■ Brief ■
Reproduce the portion of the cross-platform development thread that opens with the words containing "I'd say if you" and closes with "easier to use.".

-- begin Text excerpt --

I'd go with the QT (or some other framework) option. If you went with the first you'd find it considerably harder. After all, you have to know what to put into the various conditionally compiled sections for all the platforms you're targeting.
I would suggest using a technology designed for cross-platform application development. Here are two technologies I know of that -- as long as you read the documentation and use the features properly -- you can build the application to run on all 3 platforms:
Java
XULRunner (Mozilla's Development Platform)
Of course, there is always the web. I mostly use web applications not just for their portability, but also because they run on my Windows PC, my Ubuntu computer, and my Mac.
We mainly build web applications because the web is the future. Local applications are viewed in my organization as mostly outdated, unless there is of course some feature or technology the web doesn't yet support that holds that application back from being fully web-based.
I would also suggest Github's electron which allows to build cross platform desktop applications using NodeJs and the Google's Chromium. The only drawback for this method is that an electron application run much slower than a native C++ application due to the abstraction layers between Javascript and native C++.
If you're making a console app, you should be able to use the same source for all three platforms if you stick to the functions defined in the POSIX libraries. Setting up your build environment is the most complicated part, especially if you want to be able to build for multiple platforms out of the same source tree.
I'd say if you really want to use C++, QT is the easiest way for cross-platform application, I found myself using QT when I need an UI even though QT has a large set of library which makes pretty much everything easier in C++.
If you don't want to use QT then you need a good design and a lot of abstraction to make cross-platfform application.
However I'm using more and more Python bindinq to QT for medium size application.
If you are working on a console application and you know a bit of python, you might find Python scripting much more comfortable than C++. It keeps the time comsuming stuff away to be able to focus on your application.

Small native cross-platform GUI framework for C++

I wrote a small program with Boost in c++. It works fine and so I want to give it a graphical interface so that it is easier to use.
In order to do so, I am looking for small cross-platform framework which provides native look and feel. Windows and Linux support would be enough, currently i do not need os x...
I used wxWidgets for some other project, but it was a pain to set everything up and ship this big library with the software.

-- end Text excerpt --
-- begin Listing --

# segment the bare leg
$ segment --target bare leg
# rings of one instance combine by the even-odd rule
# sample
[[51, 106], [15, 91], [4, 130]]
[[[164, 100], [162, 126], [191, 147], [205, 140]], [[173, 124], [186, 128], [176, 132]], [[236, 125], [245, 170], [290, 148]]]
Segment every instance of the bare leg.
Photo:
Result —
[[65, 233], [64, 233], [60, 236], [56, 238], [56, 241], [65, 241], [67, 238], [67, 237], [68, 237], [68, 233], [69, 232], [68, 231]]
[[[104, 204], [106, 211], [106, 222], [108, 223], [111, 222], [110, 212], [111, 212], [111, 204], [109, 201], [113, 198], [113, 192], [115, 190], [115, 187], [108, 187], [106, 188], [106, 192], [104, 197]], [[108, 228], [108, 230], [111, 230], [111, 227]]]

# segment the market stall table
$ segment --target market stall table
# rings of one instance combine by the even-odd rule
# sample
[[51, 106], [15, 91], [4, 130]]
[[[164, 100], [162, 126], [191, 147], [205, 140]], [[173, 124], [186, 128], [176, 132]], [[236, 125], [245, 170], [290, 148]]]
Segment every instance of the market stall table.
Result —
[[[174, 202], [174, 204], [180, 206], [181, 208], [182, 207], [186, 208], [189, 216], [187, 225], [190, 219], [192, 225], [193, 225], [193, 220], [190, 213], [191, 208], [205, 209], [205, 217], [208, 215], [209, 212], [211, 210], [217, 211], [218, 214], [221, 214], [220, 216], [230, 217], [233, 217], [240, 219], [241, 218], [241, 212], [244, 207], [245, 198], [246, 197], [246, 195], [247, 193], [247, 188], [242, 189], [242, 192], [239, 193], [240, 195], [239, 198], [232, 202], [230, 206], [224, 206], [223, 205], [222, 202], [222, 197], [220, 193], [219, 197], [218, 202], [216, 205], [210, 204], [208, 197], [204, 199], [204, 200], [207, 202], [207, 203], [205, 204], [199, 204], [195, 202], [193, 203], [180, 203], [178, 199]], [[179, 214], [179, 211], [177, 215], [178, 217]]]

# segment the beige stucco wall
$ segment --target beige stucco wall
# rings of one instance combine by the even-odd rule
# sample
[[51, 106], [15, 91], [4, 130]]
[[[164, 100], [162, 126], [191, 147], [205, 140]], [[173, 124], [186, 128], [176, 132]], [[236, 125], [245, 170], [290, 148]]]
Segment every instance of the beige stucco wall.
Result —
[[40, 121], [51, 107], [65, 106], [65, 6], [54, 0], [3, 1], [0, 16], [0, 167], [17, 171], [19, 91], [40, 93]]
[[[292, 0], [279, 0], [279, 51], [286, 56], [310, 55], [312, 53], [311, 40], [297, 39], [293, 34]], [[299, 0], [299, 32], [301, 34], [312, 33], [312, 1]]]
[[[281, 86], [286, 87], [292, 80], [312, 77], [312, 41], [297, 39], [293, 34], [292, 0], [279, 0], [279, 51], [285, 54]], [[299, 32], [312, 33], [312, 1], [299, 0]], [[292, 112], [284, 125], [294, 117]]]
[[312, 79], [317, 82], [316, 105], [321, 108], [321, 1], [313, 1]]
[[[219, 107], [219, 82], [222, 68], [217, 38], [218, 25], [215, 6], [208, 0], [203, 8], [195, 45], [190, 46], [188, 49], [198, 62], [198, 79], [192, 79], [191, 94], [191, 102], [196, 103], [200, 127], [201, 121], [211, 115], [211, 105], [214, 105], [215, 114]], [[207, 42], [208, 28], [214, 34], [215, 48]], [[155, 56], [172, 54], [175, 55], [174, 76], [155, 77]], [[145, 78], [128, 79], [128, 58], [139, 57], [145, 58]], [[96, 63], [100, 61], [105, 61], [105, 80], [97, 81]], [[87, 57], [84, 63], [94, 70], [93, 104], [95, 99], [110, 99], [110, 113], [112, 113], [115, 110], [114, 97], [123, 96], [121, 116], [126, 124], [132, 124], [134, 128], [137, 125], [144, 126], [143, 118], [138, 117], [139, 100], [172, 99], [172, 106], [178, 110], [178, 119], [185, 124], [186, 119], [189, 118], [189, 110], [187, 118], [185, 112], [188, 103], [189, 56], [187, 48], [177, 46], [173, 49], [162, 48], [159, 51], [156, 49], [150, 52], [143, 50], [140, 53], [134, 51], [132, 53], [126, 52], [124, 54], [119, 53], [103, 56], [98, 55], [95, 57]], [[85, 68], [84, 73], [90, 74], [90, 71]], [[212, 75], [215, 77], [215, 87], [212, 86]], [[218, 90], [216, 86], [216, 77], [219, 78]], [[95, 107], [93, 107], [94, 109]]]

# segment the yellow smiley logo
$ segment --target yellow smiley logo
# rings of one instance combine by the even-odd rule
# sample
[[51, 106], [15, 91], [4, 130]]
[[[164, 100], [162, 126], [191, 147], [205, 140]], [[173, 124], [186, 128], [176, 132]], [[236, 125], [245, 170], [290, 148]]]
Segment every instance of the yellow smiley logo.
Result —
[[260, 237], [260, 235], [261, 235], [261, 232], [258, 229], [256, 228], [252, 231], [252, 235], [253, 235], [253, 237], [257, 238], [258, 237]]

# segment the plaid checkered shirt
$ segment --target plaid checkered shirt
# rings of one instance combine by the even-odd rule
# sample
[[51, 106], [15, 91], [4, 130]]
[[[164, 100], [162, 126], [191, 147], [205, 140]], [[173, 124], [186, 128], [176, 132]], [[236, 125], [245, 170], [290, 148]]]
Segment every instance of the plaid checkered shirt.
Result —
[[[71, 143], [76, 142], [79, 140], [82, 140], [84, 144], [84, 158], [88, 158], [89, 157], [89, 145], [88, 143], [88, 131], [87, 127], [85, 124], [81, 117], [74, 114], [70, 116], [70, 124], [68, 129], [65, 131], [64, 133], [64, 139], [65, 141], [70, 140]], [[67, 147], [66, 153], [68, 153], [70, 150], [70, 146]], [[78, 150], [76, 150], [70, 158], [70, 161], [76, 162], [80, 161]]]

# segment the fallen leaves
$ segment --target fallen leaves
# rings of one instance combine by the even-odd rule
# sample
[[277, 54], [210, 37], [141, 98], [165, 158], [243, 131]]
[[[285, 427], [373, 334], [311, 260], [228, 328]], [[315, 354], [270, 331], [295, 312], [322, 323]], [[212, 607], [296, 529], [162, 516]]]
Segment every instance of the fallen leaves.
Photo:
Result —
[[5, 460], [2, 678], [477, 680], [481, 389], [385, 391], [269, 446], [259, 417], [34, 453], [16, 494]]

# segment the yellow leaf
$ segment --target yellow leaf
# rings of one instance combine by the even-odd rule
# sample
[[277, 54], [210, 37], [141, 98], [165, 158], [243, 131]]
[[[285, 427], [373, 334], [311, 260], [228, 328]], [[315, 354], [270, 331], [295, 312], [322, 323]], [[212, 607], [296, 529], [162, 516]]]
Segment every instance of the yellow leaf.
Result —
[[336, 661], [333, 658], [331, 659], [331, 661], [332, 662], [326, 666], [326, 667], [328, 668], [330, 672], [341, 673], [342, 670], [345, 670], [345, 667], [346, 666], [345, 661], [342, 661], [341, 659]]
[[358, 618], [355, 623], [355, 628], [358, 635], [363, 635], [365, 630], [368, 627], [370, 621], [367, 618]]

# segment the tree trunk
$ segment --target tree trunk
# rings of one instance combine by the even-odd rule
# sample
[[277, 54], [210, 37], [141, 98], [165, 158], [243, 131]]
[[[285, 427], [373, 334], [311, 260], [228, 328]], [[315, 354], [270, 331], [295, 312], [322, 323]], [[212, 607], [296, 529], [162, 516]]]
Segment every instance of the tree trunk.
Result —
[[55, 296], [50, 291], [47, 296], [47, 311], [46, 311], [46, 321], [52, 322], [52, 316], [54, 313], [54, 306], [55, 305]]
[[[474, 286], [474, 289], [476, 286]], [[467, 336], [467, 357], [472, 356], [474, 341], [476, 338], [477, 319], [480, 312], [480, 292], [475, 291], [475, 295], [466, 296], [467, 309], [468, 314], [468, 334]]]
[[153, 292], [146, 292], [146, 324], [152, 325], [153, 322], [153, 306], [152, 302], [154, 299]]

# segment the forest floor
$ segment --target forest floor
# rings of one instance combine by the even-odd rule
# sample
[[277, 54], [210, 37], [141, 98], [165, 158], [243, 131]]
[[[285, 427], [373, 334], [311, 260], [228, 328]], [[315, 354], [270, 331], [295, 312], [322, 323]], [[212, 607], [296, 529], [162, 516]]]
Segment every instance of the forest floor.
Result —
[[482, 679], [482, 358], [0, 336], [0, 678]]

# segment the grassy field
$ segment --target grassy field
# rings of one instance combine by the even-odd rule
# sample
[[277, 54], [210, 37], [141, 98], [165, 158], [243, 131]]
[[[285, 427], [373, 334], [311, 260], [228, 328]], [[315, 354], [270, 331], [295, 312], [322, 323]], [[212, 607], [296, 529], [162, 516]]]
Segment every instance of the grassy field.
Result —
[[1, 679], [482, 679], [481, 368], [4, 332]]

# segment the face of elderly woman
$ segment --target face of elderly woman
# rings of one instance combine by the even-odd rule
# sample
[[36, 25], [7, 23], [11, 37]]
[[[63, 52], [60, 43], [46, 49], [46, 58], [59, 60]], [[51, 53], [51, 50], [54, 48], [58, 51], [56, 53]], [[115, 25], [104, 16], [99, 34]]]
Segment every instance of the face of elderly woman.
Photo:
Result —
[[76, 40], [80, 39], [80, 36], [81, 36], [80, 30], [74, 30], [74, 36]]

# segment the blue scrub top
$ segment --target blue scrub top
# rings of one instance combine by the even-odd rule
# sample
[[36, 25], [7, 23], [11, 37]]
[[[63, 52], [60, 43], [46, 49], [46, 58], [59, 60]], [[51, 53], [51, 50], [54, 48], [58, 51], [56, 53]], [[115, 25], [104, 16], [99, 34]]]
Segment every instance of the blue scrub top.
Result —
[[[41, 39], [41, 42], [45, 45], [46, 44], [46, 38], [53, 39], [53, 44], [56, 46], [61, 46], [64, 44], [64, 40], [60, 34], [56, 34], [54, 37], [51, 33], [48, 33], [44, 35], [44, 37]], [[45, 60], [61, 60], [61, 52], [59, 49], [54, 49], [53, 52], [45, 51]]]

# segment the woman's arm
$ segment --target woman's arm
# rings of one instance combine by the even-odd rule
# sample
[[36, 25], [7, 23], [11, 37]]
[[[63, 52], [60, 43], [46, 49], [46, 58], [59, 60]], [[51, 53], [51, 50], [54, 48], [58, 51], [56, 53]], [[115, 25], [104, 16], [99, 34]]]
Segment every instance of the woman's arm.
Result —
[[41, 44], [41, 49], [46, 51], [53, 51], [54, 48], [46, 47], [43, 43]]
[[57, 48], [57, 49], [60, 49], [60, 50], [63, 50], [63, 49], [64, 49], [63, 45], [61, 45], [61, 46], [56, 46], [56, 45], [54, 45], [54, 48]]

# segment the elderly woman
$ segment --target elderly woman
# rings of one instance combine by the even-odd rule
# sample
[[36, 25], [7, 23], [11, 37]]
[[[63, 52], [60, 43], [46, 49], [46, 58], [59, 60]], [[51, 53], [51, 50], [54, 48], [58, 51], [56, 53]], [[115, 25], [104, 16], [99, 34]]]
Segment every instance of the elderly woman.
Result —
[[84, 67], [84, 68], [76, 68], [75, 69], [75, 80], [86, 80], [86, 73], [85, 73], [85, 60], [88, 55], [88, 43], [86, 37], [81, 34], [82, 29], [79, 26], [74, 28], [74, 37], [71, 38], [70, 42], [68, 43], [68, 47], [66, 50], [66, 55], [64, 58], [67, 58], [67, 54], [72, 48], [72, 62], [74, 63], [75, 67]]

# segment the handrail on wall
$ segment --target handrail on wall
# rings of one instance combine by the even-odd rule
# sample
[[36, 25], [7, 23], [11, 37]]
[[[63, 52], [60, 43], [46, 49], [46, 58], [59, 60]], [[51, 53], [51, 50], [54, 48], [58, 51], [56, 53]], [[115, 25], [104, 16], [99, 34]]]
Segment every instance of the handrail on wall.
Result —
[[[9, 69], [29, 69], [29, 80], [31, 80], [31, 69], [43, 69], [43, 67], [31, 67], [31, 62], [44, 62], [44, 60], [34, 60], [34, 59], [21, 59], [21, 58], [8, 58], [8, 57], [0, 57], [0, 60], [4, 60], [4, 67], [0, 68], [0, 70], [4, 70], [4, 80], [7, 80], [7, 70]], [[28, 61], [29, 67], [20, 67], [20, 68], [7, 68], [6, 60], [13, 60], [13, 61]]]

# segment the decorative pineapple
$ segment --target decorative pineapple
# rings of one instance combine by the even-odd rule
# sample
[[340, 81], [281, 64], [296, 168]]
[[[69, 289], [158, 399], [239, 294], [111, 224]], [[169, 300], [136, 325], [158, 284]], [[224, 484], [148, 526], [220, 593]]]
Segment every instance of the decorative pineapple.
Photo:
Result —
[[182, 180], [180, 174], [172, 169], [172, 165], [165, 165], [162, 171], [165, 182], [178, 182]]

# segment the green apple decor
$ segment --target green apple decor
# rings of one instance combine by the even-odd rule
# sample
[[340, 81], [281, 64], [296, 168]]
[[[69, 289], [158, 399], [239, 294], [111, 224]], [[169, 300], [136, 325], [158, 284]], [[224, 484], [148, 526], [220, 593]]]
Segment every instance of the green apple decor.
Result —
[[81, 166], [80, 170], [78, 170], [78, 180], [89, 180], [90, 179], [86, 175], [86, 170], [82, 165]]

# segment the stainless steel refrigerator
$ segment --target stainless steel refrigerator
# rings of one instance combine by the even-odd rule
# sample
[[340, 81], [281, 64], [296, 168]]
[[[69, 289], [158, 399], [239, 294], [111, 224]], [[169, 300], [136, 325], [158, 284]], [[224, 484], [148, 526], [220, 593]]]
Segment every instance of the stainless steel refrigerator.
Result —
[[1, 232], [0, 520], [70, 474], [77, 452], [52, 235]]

-- end Listing --

■ Expected output ■
I'd say if you really want to use C++, QT is the easiest way for cross-platform application, I found myself using QT when I need an UI even though QT has a large set of library which makes pretty much everything easier in C++.
If you don't want to use QT then you need a good design and a lot of abstraction to make cross-platfform application.
However I'm using more and more Python bindinq to QT for medium size application.
If you are working on a console application and you know a bit of python, you might find Python scripting much more comfortable than C++. It keeps the time comsuming stuff away to be able to focus on your application.

Small native cross-platform GUI framework for C++

I wrote a small program with Boost in c++. It works fine and so I want to give it a graphical interface so that it is easier to use.